- _WHAT IS BEING ASKED_
Could you transcribe each record below exactly as written, setting the pictures aside?

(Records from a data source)
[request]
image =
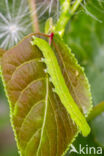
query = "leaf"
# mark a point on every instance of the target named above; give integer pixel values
(86, 39)
(40, 122)
(1, 54)
(61, 89)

- _TASK RESPONSE_
[request]
image =
query = "leaf"
# mark a point on every instance of the target named above; give integer pixel values
(86, 39)
(40, 122)
(1, 54)
(61, 89)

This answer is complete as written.